***** SELECTED TEXT *****

90s score: 9/10
2020 score: 9/10
My introduction to Canadian rock legends Our Lady Peace was a strange one. In the 90s, I was one of those kids that downloaded fan-made Dragonball Z videos (feel free to call me a geek); what’s the relevance to this article, you might ask? Well, one of those videos had a track called “Superman’s Dead” playing in the background. I was blown away and immediately had to know who it was. I’m not even sure Google existed back then, but if it did, I didn’t know about it, so it took some effort to find out who wrote the song. Eventually, it led me to one of my all-time favourite 90s records, Clumsy.
I had stopped listening to Our Lady Peace for several years, but my love for them was reinvigorated when I saw them play at MTelus with Matthew Good back in 2018, so I thought it would be fun to dive back into their record and see if I still felt the same way about it. Spoiler alert: I (mostly) do!

*****

ACTIVITIES
(a) In the Our Lady Peace review, why did the writer decide to revisit the record after several years away from the band?
(b) Please list every name of a band, musician, song, or album that appears in the Our Lady Peace review.
(c) Resume the Our Lady Peace review after its final sentence.

***** DATA SECTION *****

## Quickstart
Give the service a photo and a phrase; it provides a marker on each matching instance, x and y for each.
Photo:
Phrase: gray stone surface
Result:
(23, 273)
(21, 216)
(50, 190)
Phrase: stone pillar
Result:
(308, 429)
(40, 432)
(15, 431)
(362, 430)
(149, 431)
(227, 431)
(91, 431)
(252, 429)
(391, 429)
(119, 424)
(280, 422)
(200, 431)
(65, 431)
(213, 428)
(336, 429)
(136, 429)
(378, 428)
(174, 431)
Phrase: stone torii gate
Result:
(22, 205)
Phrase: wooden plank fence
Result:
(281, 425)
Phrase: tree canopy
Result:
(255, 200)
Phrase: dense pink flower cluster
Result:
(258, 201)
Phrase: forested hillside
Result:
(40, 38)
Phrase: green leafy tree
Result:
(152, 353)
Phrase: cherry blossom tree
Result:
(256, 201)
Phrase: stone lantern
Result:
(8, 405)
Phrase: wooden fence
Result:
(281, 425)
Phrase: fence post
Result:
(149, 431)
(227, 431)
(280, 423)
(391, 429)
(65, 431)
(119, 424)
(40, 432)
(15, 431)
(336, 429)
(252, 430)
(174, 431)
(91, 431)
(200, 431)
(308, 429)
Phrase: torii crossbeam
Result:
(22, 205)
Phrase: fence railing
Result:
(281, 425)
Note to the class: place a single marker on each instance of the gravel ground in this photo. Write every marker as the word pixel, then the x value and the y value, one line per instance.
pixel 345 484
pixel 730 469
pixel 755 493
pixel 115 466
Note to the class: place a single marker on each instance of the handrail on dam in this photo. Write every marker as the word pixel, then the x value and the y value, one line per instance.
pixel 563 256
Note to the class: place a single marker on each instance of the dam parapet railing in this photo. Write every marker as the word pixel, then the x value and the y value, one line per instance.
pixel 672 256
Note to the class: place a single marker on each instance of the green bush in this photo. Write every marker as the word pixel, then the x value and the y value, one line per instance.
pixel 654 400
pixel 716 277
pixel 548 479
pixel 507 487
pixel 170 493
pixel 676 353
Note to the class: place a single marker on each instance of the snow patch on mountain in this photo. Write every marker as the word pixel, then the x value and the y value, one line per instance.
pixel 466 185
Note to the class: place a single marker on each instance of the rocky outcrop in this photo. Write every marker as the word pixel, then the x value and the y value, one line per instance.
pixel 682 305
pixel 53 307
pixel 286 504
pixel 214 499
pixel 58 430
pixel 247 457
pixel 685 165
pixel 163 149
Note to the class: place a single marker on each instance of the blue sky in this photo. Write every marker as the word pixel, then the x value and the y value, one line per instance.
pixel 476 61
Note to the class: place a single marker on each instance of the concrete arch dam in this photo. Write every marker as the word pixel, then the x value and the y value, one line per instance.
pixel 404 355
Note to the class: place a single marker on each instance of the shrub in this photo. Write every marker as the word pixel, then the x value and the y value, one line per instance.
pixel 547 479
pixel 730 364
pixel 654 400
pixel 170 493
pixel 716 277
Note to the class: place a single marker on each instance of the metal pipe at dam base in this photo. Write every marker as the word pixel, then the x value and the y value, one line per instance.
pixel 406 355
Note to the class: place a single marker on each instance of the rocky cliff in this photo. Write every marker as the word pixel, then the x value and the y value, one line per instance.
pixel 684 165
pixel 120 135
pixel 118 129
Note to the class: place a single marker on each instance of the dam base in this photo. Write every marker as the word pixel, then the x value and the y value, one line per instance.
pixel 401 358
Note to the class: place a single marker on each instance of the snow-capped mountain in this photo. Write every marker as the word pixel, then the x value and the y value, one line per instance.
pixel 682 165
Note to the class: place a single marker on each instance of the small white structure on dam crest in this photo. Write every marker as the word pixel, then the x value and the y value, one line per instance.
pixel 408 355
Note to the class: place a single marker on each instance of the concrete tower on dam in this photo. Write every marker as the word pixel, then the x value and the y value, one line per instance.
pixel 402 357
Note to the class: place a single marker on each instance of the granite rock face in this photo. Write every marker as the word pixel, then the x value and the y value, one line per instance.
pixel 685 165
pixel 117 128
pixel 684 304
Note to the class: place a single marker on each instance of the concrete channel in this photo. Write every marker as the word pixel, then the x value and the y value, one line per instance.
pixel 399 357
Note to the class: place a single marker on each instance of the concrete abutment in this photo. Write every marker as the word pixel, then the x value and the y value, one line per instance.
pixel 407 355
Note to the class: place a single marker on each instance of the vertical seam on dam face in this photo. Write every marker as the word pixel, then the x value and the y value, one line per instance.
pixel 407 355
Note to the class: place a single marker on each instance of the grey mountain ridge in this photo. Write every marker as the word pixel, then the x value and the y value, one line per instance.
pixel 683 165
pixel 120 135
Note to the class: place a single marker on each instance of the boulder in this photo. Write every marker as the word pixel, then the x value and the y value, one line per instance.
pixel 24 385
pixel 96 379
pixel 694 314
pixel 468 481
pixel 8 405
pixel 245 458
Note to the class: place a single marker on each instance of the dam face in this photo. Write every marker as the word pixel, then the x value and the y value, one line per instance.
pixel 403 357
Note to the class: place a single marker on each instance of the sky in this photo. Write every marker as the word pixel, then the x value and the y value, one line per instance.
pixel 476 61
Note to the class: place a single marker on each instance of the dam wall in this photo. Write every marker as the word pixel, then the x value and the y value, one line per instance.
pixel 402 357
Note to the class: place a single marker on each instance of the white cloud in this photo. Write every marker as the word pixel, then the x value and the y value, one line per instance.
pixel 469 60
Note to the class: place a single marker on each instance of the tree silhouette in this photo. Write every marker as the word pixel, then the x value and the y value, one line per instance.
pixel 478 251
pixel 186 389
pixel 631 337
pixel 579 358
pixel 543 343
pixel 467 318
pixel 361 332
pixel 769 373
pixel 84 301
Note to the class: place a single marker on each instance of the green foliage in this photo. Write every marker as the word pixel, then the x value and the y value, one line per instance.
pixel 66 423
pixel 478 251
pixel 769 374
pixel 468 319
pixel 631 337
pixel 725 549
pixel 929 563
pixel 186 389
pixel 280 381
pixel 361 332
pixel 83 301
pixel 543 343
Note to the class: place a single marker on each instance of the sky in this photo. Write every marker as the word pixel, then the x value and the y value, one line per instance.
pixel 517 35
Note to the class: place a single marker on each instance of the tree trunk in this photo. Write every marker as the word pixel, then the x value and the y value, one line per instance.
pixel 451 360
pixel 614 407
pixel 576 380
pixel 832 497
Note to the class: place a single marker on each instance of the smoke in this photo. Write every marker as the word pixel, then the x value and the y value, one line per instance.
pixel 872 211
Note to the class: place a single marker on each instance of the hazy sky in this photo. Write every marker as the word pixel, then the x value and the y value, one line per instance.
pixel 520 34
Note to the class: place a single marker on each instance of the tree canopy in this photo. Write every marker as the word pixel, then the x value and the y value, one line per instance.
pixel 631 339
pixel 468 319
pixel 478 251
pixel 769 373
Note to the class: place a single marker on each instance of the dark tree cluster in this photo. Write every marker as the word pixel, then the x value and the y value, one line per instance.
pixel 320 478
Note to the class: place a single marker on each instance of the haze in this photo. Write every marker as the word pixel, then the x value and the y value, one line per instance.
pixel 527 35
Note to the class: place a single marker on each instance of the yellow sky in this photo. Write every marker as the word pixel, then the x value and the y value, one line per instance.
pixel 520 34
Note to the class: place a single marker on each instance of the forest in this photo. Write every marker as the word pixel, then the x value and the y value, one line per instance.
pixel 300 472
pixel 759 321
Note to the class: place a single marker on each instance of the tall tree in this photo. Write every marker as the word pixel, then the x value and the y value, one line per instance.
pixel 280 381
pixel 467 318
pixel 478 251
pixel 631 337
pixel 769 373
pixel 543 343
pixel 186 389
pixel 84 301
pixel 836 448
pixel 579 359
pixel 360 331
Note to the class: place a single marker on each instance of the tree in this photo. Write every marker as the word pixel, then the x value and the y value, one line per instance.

*****

SOLVED TASKS
(a) The writer's love for Our Lady Peace was reinvigorated after seeing them play at MTelus with Matthew Good in 2018. That made it seem fun to dive back into the record and see whether the writer still felt the same way about it.

(b) Our Lady Peace, "Superman's Dead," Clumsy, Matthew Good

(c)
If you’re an OLP fan, then you already know that Clumsy opens with “Superman’s Dead,” the track that arguably launched the band into the stratosphere and landed them tours with bands like The Smashing Pumpkins and Foo Fighters. It’s easy to hear why this song had such a huge impact–it’s just so fuckin good and catchy! Despite being played to death on alternative radio stations (even still today), I just dare you not to sing along with Raine Maida’s chorus; “I’m thinking why-ee-I-ee-I-ee, yeah, Superman’s dead.” Our Lady Peace really know how to write great songs. I forgot how many incredible tracks are packed on this thing. “Automatic Flowers” has all the staples of a fantastic 90s rock jam; catchy chorus (again), loud drums and guitar, and an explosive outro. Tracks like “Big Dumb Rocket” and “Let You Down” give you more of the same.
Of course, we can’t talk about Clumsy without touching on two of the biggest singles from it, the title track “Clumsy” and, easily of the most heart-breaking songs you’ll ever hear, “4am.” It might have been “Superman’s Dead” that launched their career, but in my opinion, it’s these two tracks that prove that Our Lady Peace are masters of their craft; their craft being the ability to write incredible songs that’ll get stuck in your head for decades.
But hey, even masterpieces can have a few short comings, right? Songs like “Shaking” and “Hello Oskar” just don’t hold a candle to the rest of Clumsy. The verses and choruses aren’t new. It’s not that they’re bad, it’s just that the rest of the album is so damn good that these ones kinda get drowned out.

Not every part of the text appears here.